WORK TASK: Repeat the following entries exactly, excluding pictures.

Stored records
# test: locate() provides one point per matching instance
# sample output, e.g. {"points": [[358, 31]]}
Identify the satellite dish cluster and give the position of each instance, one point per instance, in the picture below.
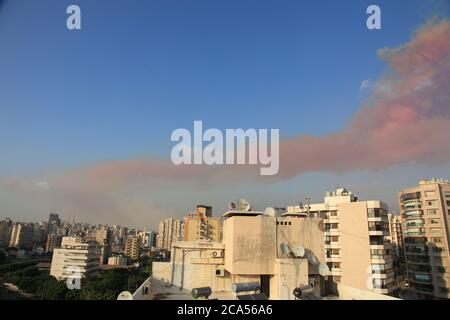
{"points": [[241, 205], [274, 212]]}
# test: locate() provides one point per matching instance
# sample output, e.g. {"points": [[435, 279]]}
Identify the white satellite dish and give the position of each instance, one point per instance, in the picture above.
{"points": [[125, 295], [244, 205], [324, 270], [285, 249], [312, 259], [299, 252], [270, 212]]}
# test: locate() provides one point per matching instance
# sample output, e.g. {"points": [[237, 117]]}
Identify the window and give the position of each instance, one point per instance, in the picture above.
{"points": [[431, 203], [436, 240], [440, 269], [443, 290]]}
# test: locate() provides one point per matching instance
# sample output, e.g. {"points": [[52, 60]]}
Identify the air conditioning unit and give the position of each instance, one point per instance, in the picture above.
{"points": [[220, 272], [217, 254]]}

WRITTEN ANSWER:
# test: locate() provides one point per matching instance
# sample output, e.g. {"points": [[358, 31]]}
Identify the satellite dish cluster and give the position of each instance, one point per instance, in the picture below.
{"points": [[241, 205], [274, 212]]}
# test: locate() provides one point per matching instance
# sample output, e.g. {"points": [[435, 279]]}
Identify the white satellite dish and give the position of each instance, one point per instance, in the picture above.
{"points": [[125, 295], [244, 205], [324, 270], [285, 249], [312, 259], [299, 252], [270, 212]]}
# test: locate() provides one point per matching instance
# sample output, e.g. {"points": [[237, 117]]}
Identify the window and give the position of each instance, one point per instance, in the picture above.
{"points": [[431, 203], [436, 240], [440, 269], [443, 290]]}
# test: locate() provides one point per matching instance
# sample output, e.g. {"points": [[52, 60]]}
Identify the air conditioning unit and give the position of each instance, one point per instance, in the picture above.
{"points": [[220, 272], [217, 254]]}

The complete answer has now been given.